## PROVIDED INFORMATION
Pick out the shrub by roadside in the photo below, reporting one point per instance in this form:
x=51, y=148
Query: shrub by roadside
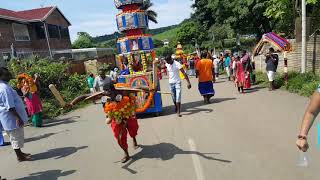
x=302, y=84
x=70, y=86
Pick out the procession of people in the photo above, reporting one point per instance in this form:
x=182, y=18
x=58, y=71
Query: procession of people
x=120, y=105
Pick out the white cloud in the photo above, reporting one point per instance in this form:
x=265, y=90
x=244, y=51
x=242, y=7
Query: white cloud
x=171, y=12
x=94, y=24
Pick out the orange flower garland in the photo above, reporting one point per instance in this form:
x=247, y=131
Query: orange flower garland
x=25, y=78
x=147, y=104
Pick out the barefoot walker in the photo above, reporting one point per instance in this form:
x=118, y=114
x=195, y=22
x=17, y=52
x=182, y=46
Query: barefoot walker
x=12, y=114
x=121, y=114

* * *

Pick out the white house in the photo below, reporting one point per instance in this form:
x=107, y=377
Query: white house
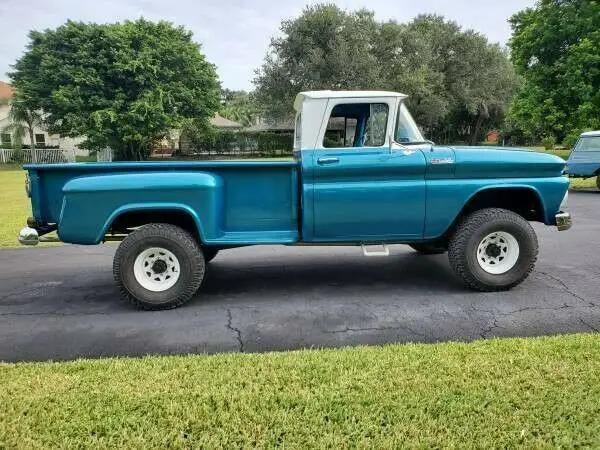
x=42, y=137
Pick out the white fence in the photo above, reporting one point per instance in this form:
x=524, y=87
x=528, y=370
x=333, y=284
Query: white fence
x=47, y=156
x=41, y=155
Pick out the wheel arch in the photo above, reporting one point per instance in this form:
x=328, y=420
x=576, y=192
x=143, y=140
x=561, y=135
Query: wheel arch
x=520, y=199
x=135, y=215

==

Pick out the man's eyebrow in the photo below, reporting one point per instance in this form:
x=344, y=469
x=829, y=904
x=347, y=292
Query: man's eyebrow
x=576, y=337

## WHAT TO DO
Copy out the rows, starting at the line that contains "Pick out the shrub" and ending at the line that contains "x=147, y=104", and include both of those lines. Multiply only the answer coordinates by 0.45 and round them to whole numbers, with halves rounded up. Keep every other line as it is, and leave the pictures out.

## COMPLETE OUTPUT
Pick out the shrub by roadside in the photo below, reporting one point per instance in this form:
x=51, y=148
Query: shrub by roadside
x=136, y=38
x=32, y=39
Pick out the procession of people in the photo above, reporting one point per instance in this form:
x=182, y=18
x=58, y=71
Query: procession of people
x=54, y=47
Pick out the white cloud in the photo above, reporting one point per instance in this form:
x=265, y=90
x=244, y=51
x=242, y=7
Query: white cloud
x=77, y=5
x=42, y=11
Pick out the orange flower garland in the photo above, reporting one point per instance in this form:
x=247, y=131
Query: orange flower garland
x=11, y=35
x=66, y=47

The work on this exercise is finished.